[What is required] Reproduce every line of the listing, requests included, from the line containing "Note to the class: point to the fence" through the final line, and provide only those lines. Scale each point coordinate in the answers by 0.4, and round the results to whole numbers with halves rounded up.

[Task input]
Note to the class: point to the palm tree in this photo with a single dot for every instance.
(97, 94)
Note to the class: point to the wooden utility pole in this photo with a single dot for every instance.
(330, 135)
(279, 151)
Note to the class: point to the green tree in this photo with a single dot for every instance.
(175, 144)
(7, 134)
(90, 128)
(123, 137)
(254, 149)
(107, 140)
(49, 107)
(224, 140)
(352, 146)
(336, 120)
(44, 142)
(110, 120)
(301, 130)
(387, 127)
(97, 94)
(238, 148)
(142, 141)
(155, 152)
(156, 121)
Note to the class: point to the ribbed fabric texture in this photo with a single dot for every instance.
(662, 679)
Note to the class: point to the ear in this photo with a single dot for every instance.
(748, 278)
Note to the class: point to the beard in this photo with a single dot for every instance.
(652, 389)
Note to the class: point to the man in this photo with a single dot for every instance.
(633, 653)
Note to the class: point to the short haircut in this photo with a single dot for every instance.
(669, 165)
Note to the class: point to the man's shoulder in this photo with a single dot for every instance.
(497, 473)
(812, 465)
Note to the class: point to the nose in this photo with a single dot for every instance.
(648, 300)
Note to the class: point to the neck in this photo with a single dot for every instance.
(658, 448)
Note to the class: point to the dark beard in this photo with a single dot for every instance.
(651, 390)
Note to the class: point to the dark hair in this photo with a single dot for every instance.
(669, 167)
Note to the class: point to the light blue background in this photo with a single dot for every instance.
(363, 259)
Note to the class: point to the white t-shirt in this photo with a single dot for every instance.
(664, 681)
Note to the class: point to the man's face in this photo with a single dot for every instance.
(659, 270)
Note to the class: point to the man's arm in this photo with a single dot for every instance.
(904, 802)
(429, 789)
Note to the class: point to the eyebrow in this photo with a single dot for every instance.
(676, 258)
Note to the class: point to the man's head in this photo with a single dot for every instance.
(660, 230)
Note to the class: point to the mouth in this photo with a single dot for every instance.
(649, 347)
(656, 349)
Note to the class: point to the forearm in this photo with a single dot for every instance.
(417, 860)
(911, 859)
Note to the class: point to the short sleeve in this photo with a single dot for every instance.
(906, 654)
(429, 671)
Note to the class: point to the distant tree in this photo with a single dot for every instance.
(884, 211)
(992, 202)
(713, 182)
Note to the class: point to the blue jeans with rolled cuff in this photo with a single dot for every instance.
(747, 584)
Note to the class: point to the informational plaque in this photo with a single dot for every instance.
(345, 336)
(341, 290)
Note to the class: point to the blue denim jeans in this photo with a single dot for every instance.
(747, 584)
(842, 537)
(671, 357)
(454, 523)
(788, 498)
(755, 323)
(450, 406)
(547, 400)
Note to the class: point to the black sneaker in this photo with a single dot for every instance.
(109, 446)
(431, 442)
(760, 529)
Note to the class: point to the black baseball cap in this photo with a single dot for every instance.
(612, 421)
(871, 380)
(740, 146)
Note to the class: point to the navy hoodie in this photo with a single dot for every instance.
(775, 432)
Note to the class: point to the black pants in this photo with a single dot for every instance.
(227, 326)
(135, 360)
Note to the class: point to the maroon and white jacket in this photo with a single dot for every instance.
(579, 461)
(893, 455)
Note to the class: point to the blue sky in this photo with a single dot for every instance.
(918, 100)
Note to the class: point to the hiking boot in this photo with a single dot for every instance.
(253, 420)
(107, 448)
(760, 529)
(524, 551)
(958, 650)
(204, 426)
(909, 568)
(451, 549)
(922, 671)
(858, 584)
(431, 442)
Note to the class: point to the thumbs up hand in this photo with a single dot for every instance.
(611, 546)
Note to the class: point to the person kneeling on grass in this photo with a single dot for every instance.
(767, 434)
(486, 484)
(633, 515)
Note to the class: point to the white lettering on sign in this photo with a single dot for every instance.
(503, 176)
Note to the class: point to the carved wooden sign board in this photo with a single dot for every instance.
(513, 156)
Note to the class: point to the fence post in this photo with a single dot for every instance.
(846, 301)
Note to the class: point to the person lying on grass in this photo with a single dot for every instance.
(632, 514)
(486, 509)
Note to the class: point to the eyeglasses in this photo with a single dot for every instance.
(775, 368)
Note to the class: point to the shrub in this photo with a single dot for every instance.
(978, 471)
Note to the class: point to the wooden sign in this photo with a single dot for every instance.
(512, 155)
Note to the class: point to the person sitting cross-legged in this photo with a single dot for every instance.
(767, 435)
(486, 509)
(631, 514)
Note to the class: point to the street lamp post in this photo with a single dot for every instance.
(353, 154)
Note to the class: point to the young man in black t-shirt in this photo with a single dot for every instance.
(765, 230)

[The solution]
Note to the class: point to the fence post in this photo with a single dot for every instance.
(338, 120)
Note to the class: point to the person lying on grass in this photo with a single dot for every instance.
(253, 206)
(194, 204)
Note to the class: point to the eyeglasses in this photo with a single dot for every instance.
(310, 147)
Note to the class: point to the shrub in this photo with a single dot for every instance.
(391, 188)
Note to the class: point to the wooden sign in this photo with a single dot for every instance.
(205, 62)
Note to the class: point to the person sitting cross-legged in this photo with a single dot for every instance.
(307, 174)
(194, 204)
(252, 206)
Note to the class: point to the street lamp post in this photo with a single dot for every instance.
(141, 62)
Note to the class: point to the young man in black t-shirt in this photo with a single dot for every instance.
(306, 92)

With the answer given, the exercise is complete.